======== Extracted entries
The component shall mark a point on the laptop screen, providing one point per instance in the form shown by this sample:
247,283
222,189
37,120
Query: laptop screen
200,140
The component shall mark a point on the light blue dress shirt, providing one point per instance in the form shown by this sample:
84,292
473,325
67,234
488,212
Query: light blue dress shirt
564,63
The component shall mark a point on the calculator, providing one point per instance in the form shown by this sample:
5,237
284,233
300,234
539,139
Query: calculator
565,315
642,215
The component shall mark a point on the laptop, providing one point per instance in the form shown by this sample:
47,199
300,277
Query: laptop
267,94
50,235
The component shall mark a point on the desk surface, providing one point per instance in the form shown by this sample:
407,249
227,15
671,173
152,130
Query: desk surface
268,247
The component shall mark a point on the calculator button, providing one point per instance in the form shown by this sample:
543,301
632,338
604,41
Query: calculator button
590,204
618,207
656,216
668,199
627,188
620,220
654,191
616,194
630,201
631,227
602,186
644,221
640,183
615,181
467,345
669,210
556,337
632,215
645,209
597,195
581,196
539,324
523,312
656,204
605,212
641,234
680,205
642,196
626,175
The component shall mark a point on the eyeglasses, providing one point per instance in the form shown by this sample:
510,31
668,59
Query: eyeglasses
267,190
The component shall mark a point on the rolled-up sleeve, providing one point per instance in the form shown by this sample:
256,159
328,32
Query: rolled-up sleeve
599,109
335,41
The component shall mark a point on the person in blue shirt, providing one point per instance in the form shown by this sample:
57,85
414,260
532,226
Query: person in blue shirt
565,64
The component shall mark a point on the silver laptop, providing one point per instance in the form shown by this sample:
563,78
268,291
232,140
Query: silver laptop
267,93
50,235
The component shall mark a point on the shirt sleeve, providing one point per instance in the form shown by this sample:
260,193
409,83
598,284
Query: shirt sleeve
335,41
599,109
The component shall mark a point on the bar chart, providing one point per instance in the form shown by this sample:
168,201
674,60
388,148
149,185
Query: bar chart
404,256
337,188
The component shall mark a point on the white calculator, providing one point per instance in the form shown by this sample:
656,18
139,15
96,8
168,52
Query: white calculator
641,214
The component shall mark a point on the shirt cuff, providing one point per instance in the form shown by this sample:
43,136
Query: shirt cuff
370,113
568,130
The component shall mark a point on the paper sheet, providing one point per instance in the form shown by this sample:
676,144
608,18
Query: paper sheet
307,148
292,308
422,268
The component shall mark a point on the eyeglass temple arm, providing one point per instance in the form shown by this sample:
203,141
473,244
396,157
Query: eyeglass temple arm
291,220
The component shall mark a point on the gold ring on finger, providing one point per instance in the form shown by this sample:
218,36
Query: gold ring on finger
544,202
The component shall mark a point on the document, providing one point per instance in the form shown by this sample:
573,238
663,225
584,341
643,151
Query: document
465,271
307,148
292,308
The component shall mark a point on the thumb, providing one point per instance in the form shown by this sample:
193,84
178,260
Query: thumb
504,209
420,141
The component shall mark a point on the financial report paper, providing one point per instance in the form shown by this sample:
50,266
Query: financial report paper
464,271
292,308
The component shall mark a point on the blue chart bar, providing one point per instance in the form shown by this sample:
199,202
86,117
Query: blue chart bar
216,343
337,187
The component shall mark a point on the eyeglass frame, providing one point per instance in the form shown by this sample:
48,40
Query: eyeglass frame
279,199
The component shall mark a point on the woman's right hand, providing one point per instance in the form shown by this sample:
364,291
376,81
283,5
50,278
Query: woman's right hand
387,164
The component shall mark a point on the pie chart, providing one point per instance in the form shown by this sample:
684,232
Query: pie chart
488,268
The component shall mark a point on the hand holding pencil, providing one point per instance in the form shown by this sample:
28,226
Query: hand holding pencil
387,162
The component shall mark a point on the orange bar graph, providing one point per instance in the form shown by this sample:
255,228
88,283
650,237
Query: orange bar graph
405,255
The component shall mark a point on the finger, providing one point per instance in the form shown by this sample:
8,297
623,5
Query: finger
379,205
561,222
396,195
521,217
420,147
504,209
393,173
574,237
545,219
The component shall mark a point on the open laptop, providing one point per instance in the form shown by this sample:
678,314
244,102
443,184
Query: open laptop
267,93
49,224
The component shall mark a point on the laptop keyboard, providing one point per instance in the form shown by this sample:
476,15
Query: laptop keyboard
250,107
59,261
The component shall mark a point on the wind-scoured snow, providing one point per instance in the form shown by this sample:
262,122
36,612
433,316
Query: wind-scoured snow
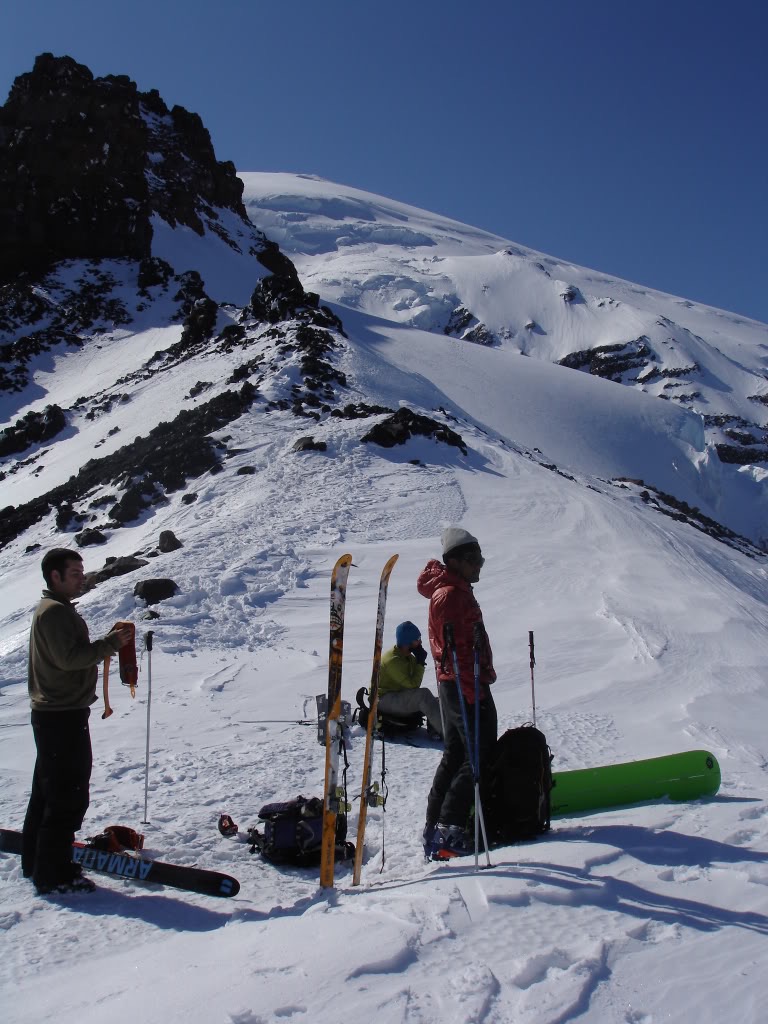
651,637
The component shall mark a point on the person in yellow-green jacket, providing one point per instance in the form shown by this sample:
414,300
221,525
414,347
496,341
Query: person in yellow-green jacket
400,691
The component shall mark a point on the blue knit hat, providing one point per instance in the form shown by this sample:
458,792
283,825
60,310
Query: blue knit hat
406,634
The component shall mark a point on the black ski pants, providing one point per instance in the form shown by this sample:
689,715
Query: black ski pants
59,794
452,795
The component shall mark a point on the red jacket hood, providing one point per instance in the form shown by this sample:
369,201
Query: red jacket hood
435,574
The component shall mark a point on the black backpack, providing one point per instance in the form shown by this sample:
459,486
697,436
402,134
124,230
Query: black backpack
================
======== Extracted entries
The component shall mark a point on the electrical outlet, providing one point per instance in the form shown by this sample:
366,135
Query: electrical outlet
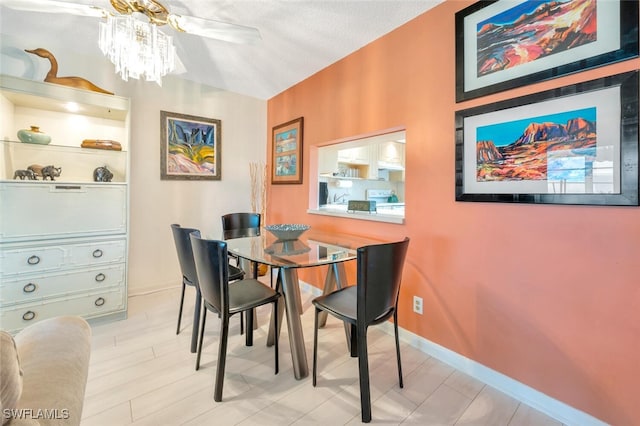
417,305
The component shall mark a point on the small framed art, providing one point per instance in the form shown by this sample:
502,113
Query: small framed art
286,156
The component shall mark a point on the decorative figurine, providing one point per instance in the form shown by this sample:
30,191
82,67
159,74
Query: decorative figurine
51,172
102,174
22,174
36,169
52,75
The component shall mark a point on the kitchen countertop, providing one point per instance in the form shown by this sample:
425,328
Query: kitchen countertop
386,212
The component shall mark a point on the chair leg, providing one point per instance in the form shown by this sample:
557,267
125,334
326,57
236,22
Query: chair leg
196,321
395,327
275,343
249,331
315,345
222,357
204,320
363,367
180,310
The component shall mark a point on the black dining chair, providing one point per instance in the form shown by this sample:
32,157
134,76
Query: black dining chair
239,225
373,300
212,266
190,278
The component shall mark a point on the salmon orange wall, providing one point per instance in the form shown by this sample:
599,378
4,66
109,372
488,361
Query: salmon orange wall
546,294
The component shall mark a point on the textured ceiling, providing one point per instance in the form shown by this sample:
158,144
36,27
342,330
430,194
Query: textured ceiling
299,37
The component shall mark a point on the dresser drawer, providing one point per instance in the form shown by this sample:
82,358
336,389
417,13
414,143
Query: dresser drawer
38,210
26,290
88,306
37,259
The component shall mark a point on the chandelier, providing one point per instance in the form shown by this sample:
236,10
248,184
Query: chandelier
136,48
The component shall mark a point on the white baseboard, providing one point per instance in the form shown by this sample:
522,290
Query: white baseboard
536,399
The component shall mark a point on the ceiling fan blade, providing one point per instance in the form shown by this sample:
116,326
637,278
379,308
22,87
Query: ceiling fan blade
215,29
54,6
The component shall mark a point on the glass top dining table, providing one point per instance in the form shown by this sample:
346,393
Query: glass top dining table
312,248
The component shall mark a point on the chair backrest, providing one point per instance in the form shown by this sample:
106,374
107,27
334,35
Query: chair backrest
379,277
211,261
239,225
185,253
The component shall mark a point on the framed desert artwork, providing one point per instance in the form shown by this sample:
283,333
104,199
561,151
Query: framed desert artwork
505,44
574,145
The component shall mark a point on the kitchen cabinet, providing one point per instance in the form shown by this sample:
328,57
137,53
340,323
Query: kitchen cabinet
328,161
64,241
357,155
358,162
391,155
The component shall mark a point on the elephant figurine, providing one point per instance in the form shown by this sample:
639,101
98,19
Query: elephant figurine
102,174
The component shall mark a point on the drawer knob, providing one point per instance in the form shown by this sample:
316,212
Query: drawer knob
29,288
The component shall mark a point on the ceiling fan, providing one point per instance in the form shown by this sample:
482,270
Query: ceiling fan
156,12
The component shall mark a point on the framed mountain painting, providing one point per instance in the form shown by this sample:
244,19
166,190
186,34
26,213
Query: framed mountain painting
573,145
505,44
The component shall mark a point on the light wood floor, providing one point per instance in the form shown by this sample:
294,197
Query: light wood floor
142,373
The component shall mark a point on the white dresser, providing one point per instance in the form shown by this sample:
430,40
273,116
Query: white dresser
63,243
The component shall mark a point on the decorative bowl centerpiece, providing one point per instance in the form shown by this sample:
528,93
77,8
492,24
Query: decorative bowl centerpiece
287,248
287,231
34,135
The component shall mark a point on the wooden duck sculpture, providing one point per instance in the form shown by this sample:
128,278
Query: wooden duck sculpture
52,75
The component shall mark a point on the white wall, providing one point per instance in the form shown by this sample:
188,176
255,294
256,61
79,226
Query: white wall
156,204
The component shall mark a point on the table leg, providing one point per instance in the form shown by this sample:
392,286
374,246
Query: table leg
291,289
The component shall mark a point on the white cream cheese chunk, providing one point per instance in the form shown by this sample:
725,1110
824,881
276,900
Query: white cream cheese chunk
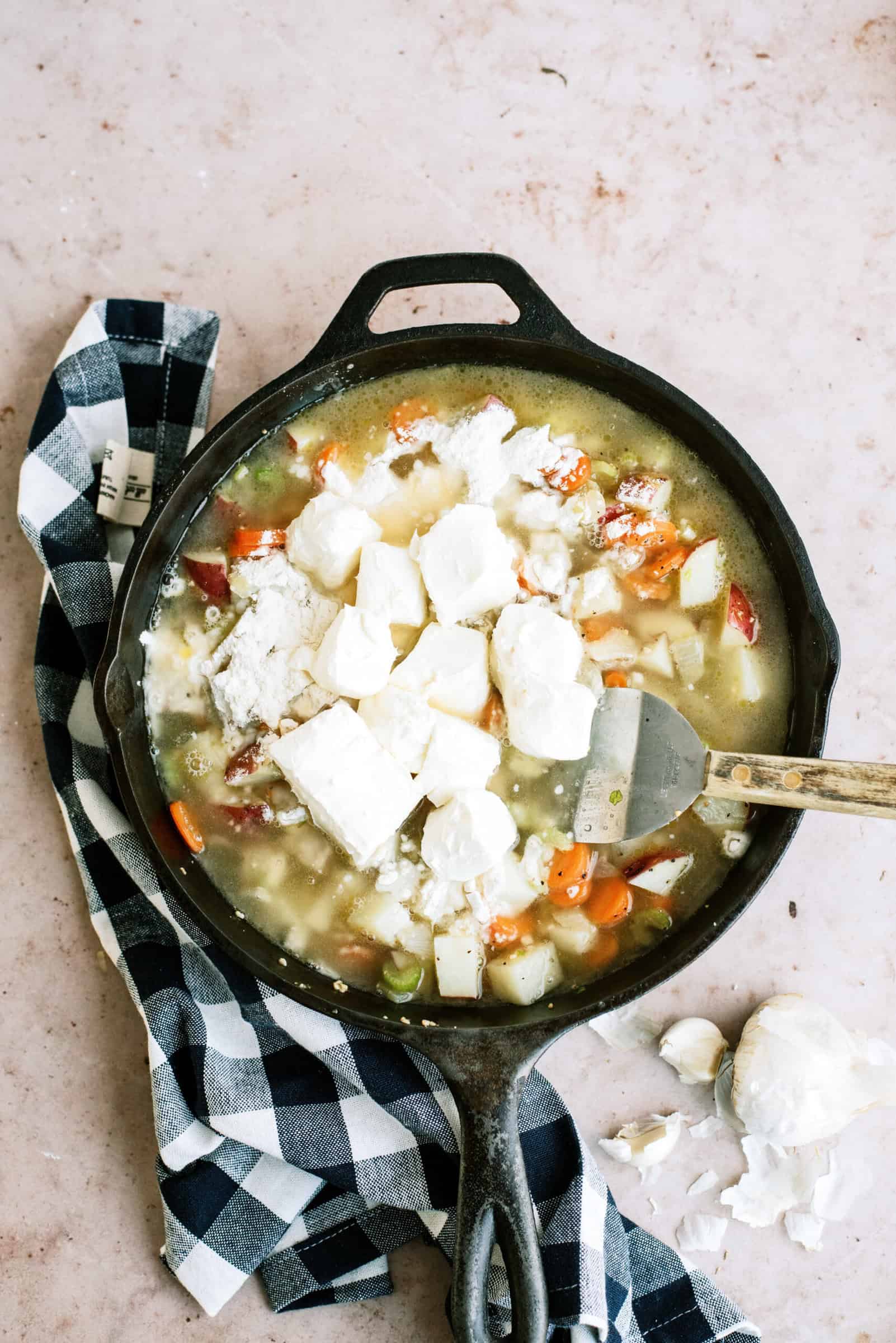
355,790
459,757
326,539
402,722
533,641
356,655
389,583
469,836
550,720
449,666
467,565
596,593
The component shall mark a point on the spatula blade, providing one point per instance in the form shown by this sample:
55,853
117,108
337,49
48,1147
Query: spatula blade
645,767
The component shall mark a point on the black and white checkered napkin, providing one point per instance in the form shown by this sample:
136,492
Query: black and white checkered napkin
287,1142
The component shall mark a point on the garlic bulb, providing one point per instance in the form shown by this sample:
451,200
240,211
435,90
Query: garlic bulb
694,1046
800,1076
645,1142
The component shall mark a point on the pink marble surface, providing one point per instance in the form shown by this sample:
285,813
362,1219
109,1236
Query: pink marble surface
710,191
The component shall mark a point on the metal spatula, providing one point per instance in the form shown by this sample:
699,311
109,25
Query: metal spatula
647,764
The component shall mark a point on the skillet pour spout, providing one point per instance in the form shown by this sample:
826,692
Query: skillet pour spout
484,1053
================
Starting at the line that contains "The component shall mark a point on the wind-scoured" and ending at the line that contains "Query: black backpack", reproduce those records with their requests, scaling each answer coordinate by 2.15 and rounding to whole numbers with halves rounded up; leave the sample points in the requests unchanged. Omit the pictures from your answer.

## Right answer
The component shall mark a point on the wind-scoured snow, providing one point per instance in the form shown by this sample:
262,122
36,612
433,316
Query: wind-scoured snow
1400,1370
The component shall mark a point on the person in yellow-green jacket, providing one point per instance in the form shown by this sample:
414,300
221,525
414,347
496,341
Query: person in yellow-green jacket
860,1486
The component shall mark a point on the blue knit hat, providing one point per instance in the form shown by this sample:
458,792
283,825
60,310
Query: blue knit hat
873,1363
The component shall mark a point on the black ski pants, providing one point per instance in the form shown by this sample:
689,715
Query: black ski pants
127,1707
972,1709
The component shall mark a point on the red jacket hood, providing one point per instance in the form shown by this sample:
369,201
Query: red jacket hood
935,1234
The component shall mark a point on the black backpack, providing one point per instance in the form shown by this sample:
459,486
697,436
402,134
124,230
Query: black backpack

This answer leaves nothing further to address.